- Opening Delimiter -

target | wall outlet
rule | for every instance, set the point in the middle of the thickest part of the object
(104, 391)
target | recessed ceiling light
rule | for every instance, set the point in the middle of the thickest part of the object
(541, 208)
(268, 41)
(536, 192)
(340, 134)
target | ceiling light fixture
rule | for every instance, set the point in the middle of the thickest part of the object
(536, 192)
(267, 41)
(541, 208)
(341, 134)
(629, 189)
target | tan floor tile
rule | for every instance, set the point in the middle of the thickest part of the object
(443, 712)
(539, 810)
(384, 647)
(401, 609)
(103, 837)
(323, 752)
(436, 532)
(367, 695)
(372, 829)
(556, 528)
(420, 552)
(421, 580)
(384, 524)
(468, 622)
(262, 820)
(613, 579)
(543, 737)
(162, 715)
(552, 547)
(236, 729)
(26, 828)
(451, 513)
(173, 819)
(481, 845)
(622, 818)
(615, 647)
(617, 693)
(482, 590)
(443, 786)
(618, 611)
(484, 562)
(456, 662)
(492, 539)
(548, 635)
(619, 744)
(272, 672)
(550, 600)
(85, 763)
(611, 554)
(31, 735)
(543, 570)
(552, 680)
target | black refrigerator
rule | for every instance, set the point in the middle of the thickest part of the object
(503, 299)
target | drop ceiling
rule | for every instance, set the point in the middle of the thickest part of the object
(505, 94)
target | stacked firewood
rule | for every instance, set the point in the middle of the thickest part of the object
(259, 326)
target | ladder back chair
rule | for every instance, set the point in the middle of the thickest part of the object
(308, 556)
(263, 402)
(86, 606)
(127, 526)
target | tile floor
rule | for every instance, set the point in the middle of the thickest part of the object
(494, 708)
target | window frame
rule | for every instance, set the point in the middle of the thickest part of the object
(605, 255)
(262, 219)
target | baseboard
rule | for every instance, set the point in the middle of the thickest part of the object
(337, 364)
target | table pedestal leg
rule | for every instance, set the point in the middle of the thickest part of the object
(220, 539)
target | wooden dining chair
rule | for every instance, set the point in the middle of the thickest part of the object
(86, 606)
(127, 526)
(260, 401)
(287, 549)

- Closing Delimiter -

Word for word, give the entire listing again.

target | wall outlet
rule | for every instance, set the point in the middle of the thickest part of the object
(104, 391)
target | recessed ceiling light
rule | for every instance, set the point in the middle of the thickest part of the object
(541, 208)
(268, 41)
(536, 192)
(340, 134)
target | ceiling light fixture
rule | for every instance, set the point in the middle of the thickest part of the object
(536, 192)
(267, 41)
(541, 208)
(341, 134)
(629, 189)
target | tan floor tile
rule | for every instance, set the point in the middle of the thickest part of the object
(443, 712)
(539, 810)
(384, 647)
(401, 609)
(103, 837)
(323, 752)
(436, 532)
(367, 695)
(372, 829)
(556, 528)
(420, 552)
(421, 580)
(384, 524)
(468, 622)
(262, 820)
(613, 579)
(543, 737)
(162, 715)
(552, 547)
(236, 729)
(26, 828)
(451, 513)
(173, 819)
(481, 845)
(622, 818)
(615, 647)
(617, 693)
(482, 590)
(443, 786)
(618, 611)
(484, 562)
(456, 662)
(492, 539)
(548, 635)
(619, 744)
(272, 672)
(550, 600)
(85, 763)
(611, 554)
(31, 735)
(543, 570)
(552, 680)
target | black refrigerator
rule | for every instance, set the point in the middle of the thickest part of the object
(503, 299)
target | drop ceiling
rule | for every instance, set the point in the middle of the thickest part of the object
(505, 94)
target | stacked firewood
rule | for every instance, set the point in the middle of the thickest part of the object
(259, 326)
target | ladder back chair
rule | for every instance, set the point in the middle of the thickest part of the object
(308, 556)
(263, 402)
(86, 606)
(127, 526)
target | tile floor
rule | for every instance, set the point in the middle of the thickest part of the object
(494, 708)
target | window frame
rule | for every instance, set the point in the middle of the thickest part of the object
(605, 255)
(262, 219)
target | baseboard
rule | for every instance, set the point in the middle of the thickest part of the object
(337, 364)
target | table pedestal leg
rule | for every instance, set the point in the middle of the thickest part of the object
(220, 539)
target | wooden dining chair
rule | for every instance, set the point in the middle of the thickest part of the object
(86, 606)
(127, 526)
(260, 401)
(287, 549)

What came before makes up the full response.